▸ **Exercise task**
Gather each line from the entries below that contains the word "white", and copy those lines in full. Case counts.

══════════

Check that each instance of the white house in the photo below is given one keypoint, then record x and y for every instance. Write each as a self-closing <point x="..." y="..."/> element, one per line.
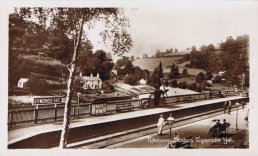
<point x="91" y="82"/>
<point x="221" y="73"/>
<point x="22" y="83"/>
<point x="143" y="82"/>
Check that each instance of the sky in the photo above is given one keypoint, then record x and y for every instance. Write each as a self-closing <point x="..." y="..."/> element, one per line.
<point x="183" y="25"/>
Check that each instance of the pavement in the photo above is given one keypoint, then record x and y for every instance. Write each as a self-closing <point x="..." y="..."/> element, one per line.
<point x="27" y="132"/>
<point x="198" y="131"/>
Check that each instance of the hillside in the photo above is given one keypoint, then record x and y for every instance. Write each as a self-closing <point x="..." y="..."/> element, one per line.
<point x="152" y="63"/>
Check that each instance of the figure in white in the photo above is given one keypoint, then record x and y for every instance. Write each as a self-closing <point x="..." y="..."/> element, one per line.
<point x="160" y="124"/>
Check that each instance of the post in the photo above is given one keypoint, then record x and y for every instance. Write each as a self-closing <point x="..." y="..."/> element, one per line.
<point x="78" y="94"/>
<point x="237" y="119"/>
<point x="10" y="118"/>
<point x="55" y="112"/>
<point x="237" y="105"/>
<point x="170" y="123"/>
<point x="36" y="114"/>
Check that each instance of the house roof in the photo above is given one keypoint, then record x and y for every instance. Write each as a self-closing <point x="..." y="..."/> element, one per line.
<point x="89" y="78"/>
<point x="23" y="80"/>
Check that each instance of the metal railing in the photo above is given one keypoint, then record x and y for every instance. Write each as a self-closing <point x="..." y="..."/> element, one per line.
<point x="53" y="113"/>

══════════

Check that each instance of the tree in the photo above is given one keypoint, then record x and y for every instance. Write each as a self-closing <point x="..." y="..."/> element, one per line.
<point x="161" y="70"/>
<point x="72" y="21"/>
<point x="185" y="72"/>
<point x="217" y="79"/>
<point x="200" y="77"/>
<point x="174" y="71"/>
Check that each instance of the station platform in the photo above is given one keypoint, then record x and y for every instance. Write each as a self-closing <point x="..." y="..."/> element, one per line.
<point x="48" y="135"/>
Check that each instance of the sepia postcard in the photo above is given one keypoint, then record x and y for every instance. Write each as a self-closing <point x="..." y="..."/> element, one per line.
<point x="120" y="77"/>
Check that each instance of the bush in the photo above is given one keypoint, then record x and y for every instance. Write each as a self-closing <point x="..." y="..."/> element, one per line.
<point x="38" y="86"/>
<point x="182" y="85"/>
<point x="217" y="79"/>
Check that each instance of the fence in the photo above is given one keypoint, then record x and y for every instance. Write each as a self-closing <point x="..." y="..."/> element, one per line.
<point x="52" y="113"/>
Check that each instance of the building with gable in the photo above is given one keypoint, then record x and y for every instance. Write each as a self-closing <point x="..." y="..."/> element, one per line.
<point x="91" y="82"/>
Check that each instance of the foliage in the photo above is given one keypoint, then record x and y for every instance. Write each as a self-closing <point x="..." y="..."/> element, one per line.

══════════

▸ **Result of the task**
Check that each instance of the white house in the photo below is given one keypoint, then record x and y for every instance. Write each as a self-closing <point x="..." y="..."/> element, one per line.
Check that each instance of the figure in white in the photo above is given one keypoint, then record x and y for every instance. Write each as a self-closing <point x="..." y="..."/> element, one per line.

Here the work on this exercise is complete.